Trend Or Transformation

Did you wake up thinking about the scholarly publishing crisis this morning? Probably not, because most of us are paying attention to other issues and taking for granted that someone else is doing something about the crisis. Well, this past Friday I did have the scholarly publishing crisis on my mind because I was going to a presentation by Ray English, Director of Libraries at Oberlin College. You must know Ray – he’s the latest winner of the ACRL Academic/Research Librarian of the Year award. But he’s also well known for his advocacy work in the area of the scholarly publishing crisis. As a small university library director I think less about the scholarly publishing crisis and the open access alternatives than I should. English’s presentation was the excellent overview of the issues that I needed. He covered the latest developments, the changes needed, the positive trends, and most of all, what librarians can do to create change. Here are some of the highlights:

* “It’s about access, stupid” – All the scholarly publishing crisis issues are related to access – loss of it , barriers to it, access to scholarship by users, access to publishing monographics; the failures to provide access are systemic and interrelated.

### Data rows
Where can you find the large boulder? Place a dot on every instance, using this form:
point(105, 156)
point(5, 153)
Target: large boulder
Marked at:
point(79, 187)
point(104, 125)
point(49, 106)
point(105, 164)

### Instructions
[1] Answer these questions from the publishing-crisis post:
(a) What position does Ray English hold?
(b) Which award did he most recently win?
(c) According to the first highlight, what are all the scholarly publishing crisis issues related to?
[2] Summarize the publishing-crisis post in two sentences.
[3] Decide whether each statement agrees with the publishing-crisis post, answering yes or no and quoting the words that settle it.
(a) The writer went to the presentation on a Friday.
(b) The writer directs a large research library.
(c) English's presentation left out what librarians can do.
The rows were drawn from a separate source.

### Full solutions
[1]
(a) Director of Libraries at Oberlin College.
(b) The ACRL Academic/Research Librarian of the Year award.
(c) Access.

[2] The writer, a small university library director, attended a presentation on the scholarly publishing crisis by Ray English, Director of Libraries at Oberlin College and the latest winner of the ACRL Academic/Research Librarian of the Year award. English covered the latest developments, needed changes, positive trends and what librarians can do to create change, and the first highlight holds that all the crisis issues are related to access, with failures to provide it being systemic and interrelated.

[3]
(a) Yes: "this past Friday I did have the scholarly publishing crisis on my mind because I was going to a presentation by Ray English"
(b) No: "As a small university library director"
(c) No: "He covered the latest developments, the changes needed, the positive trends, and most of all, what librarians can do to create change."